Referring expression data
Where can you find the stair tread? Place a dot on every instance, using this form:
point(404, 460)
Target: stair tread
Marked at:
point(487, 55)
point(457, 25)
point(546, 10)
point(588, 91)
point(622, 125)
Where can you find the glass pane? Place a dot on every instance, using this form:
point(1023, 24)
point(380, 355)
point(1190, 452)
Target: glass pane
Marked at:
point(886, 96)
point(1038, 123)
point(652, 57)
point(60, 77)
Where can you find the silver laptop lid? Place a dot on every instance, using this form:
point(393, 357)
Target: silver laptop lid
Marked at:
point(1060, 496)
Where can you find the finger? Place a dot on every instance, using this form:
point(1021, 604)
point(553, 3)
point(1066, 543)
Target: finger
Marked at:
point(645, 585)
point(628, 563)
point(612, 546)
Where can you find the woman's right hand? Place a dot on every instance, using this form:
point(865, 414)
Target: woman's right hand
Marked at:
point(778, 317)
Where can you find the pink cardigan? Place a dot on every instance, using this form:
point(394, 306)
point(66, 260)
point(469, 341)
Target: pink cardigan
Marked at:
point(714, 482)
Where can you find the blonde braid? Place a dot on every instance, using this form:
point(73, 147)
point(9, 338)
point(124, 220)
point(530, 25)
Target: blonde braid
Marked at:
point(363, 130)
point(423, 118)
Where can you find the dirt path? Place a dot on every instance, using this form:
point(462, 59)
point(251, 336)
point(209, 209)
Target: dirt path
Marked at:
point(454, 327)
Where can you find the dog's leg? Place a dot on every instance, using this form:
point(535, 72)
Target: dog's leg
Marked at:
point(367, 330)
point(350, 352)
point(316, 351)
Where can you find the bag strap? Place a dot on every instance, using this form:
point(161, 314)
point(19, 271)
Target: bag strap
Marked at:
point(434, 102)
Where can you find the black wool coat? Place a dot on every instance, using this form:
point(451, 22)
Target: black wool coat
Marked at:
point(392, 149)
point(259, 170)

Exercise directions:
Every record above needs to be returned in full, exactly.

Reply to the exercise:
Where can you find the stair tread? Place a dot on every instance, using this form:
point(404, 460)
Target: stair tread
Marked at:
point(487, 55)
point(457, 25)
point(546, 10)
point(588, 91)
point(622, 125)
Where can you find the glass pane? Place a dot on every instance, using this form:
point(1023, 24)
point(380, 355)
point(1190, 452)
Target: glass pane
Marked at:
point(886, 96)
point(1038, 123)
point(652, 57)
point(60, 77)
Where can you find the silver laptop lid? Place a dot on every instance, using this form:
point(393, 357)
Target: silver laptop lid
Marked at:
point(1060, 496)
Where can you find the finger? Place a dot on every instance, using this form:
point(1021, 604)
point(553, 3)
point(1066, 543)
Target: finger
Marked at:
point(645, 585)
point(628, 563)
point(612, 546)
Where can you find the woman's right hand? Place a dot on every instance, using this form:
point(865, 414)
Target: woman's right hand
Marked at:
point(778, 317)
Where can you find the pink cardigan? Place a dot on every instance, using this form:
point(394, 306)
point(66, 260)
point(469, 341)
Target: pink cardigan
Marked at:
point(714, 482)
Where can you find the blonde braid? Place a dot on every instance, using this form:
point(73, 147)
point(9, 338)
point(124, 220)
point(530, 25)
Target: blonde braid
Marked at:
point(363, 130)
point(423, 118)
Where can you find the dirt path? Place a dot on every instance, using this form:
point(462, 59)
point(251, 336)
point(209, 209)
Target: dirt path
Marked at:
point(454, 327)
Where can you find the dog's leg? Place a dot on every instance, using this form:
point(535, 72)
Target: dog's leg
Marked at:
point(367, 330)
point(350, 352)
point(316, 351)
Where can you find the bag strap? Place a dot on every instance, using this form:
point(161, 314)
point(19, 271)
Target: bag strap
Marked at:
point(434, 102)
Where can you find the black wool coat? Place a dot on every instance, using this form:
point(451, 22)
Target: black wool coat
Marked at:
point(392, 149)
point(259, 170)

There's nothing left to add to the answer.